• Task list:
- A) Answer these questions about the letter below on carbon fibers:
(i) What nature of the carbon fibers was not expected?
(ii) Who polished the samples?
(iii) What did the Arab colleague become informed about?
- B) Extend the letter below on carbon fibers, picking up after its final line.

• Passage to read:
March 24, 2000
Mikael - the world is full of surprises; the amorphous (glassy) nature of these carbon fibers was not expected from literature report on similar materials from other manufactures - it would be interesting to know if this correlates with strength properties. To see if there is any internal texture, oxidation etching (both c and a-b directions) would indeed be desirable - Richard Myers did only too well in polishing your samples. I am glad that your Arab colleague became informed about the nature of kohl so that you can both dissuade your lady friends from frequent application.
An interesting project of practical importance for all of us (the engineering; not the kohl) who will venture onto your bridge!
Lycka till.

• Given data:
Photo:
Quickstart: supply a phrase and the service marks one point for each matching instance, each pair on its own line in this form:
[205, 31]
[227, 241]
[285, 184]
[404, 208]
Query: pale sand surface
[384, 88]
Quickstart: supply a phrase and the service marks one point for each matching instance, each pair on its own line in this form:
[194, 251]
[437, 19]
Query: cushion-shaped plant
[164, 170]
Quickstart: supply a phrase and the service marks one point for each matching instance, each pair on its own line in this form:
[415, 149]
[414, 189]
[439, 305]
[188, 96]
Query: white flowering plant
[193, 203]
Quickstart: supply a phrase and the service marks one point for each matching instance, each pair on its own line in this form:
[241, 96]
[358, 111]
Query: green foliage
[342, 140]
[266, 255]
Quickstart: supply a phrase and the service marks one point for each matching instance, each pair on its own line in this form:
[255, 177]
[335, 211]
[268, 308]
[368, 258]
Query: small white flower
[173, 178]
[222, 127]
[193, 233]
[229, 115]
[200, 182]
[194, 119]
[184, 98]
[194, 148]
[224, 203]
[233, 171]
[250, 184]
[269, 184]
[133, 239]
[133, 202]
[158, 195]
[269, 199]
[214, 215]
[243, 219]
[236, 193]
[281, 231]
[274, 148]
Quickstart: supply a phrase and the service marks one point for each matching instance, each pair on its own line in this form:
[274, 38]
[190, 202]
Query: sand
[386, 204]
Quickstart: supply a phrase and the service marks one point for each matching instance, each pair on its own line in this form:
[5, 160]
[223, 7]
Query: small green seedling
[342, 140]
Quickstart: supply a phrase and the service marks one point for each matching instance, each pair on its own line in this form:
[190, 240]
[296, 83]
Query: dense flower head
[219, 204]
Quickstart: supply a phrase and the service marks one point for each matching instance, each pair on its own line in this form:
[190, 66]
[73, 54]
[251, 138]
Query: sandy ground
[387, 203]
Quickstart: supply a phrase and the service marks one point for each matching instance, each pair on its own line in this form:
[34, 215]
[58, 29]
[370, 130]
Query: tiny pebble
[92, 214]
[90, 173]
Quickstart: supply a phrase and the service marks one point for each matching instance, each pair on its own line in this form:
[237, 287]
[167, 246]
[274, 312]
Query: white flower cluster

• Answers below:
- A)
(i) Their amorphous (glassy) nature.
(ii) Richard Myers.
(iii) The nature of kohl.

- B)
Gustaf Arrhenius
Grade: A
The Structure of Carbon Fibers
by
Mikael Broström
San Diego, California
Submitted to
Professor G. Arrhenius
Lecturer, Material Science, MATS 290
University of California, San Diego
March 23, 2000
Table of Contents Page
1.0 The Manufacturing Process of Carbon Fibers
*2.0 X-Ray Diffraction
*2.1 Unknown Sample
*2.2 Graphite Powder Sample
*2.3 Carbon Fiber Samples
*3.0 Scanning Electron Microscope
*4.0 Conclusion
*
List of Illustrations Page
Figure 1. Schematic of PAN and pitch based carbon fiber manufacturing procedure.
*Figure 2. Structural model for carbon fibers during graphitization.
*Figure 3. X-ray diffraction diagram of unknown sample.
*Figure 4. Lead Sulfide (PbS) card.
*Figure 5. X-ray diffraction diagram of graphite powder sample.
*Figure 6. X-ray diffraction diagram of alumina oxide (Al2O3) sample.
*Figure 7. X-ray diffraction diagram of carbon fibers lying along the sample surface (Sample 1).
*Figure 8. X-ray diffraction diagram of carbon fibers with the fibers’ ends "coming out of" the sample surface (Sample 2).
*Figure 9. X-ray diffraction diagram of epoxy free carbon fibers with the fibers lying along the sample surface.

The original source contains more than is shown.